== YOUR TASK ==
Would you set down every entry again, exactly as written?
--- START ---
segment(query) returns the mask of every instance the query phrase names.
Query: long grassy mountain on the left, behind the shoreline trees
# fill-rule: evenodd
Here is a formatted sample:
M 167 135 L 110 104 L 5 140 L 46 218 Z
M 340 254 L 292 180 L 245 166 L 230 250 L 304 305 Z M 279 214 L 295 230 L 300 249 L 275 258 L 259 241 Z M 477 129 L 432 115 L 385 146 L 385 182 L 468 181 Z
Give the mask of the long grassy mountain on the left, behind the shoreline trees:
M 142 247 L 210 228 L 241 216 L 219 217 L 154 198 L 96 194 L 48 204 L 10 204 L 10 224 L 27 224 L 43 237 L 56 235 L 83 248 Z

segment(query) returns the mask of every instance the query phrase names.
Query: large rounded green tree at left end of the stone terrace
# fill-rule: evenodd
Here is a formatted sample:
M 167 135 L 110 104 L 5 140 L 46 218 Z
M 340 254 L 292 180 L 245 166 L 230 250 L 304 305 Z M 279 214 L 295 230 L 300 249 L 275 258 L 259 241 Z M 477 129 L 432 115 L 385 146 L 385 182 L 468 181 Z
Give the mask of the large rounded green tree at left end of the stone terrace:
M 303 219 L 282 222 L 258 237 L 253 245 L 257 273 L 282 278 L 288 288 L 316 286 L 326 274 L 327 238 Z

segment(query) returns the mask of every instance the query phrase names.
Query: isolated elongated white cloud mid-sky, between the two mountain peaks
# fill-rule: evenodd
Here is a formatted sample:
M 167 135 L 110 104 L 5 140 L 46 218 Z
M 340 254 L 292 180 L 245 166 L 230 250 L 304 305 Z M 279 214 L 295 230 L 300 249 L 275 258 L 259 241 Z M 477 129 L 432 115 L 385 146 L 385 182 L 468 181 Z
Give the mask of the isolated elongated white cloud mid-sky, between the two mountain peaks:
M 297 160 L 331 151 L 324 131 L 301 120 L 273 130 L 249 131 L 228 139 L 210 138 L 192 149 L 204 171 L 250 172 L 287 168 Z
--- END ---
== SOLUTION FOR THIS PROBLEM ==
segment(query) returns the mask of every instance the query phrase names.
Query: long grassy mountain on the left, behind the shoreline trees
# fill-rule: evenodd
Here is a formatted sample:
M 167 135 L 110 104 L 5 140 L 46 218 Z
M 340 254 L 292 180 L 245 166 L 230 250 L 304 305 Z M 279 214 L 295 230 L 300 249 L 275 258 L 259 241 Z M 477 129 L 432 115 L 385 146 L 385 182 L 468 181 Z
Give the mask of the long grassy mountain on the left, behind the shoreline trees:
M 142 247 L 210 228 L 241 216 L 219 217 L 154 198 L 96 194 L 48 204 L 10 204 L 10 224 L 27 224 L 43 237 L 56 235 L 83 248 Z

segment(query) returns the mask of every instance the query phrase names.
Query: large rounded green tree at left end of the stone terrace
# fill-rule: evenodd
Here is a formatted sample:
M 167 135 L 110 104 L 5 140 L 46 218 Z
M 340 254 L 292 180 L 245 166 L 230 250 L 304 305 Z M 279 214 L 295 230 L 300 249 L 275 258 L 259 241 Z M 477 129 L 432 115 L 385 146 L 385 182 L 468 181 Z
Give the mask of the large rounded green tree at left end of the stone terrace:
M 303 219 L 282 222 L 258 237 L 253 245 L 257 273 L 282 278 L 288 288 L 316 286 L 326 274 L 327 238 Z

segment(query) returns the mask of every instance the query phrase names.
Query: isolated elongated white cloud mid-sky, between the two mountain peaks
# fill-rule: evenodd
Here is a formatted sample:
M 167 135 L 110 104 L 5 140 L 46 218 Z
M 340 254 L 292 180 L 245 166 L 230 250 L 304 305 Z M 279 214 L 295 230 L 300 249 L 275 258 L 259 241 Z M 477 129 L 432 115 L 385 146 L 385 182 L 468 181 Z
Give the mask of the isolated elongated white cloud mid-sky, between the two mountain peaks:
M 297 160 L 331 151 L 324 131 L 301 120 L 273 130 L 249 131 L 228 139 L 210 138 L 192 149 L 204 171 L 250 172 L 287 168 Z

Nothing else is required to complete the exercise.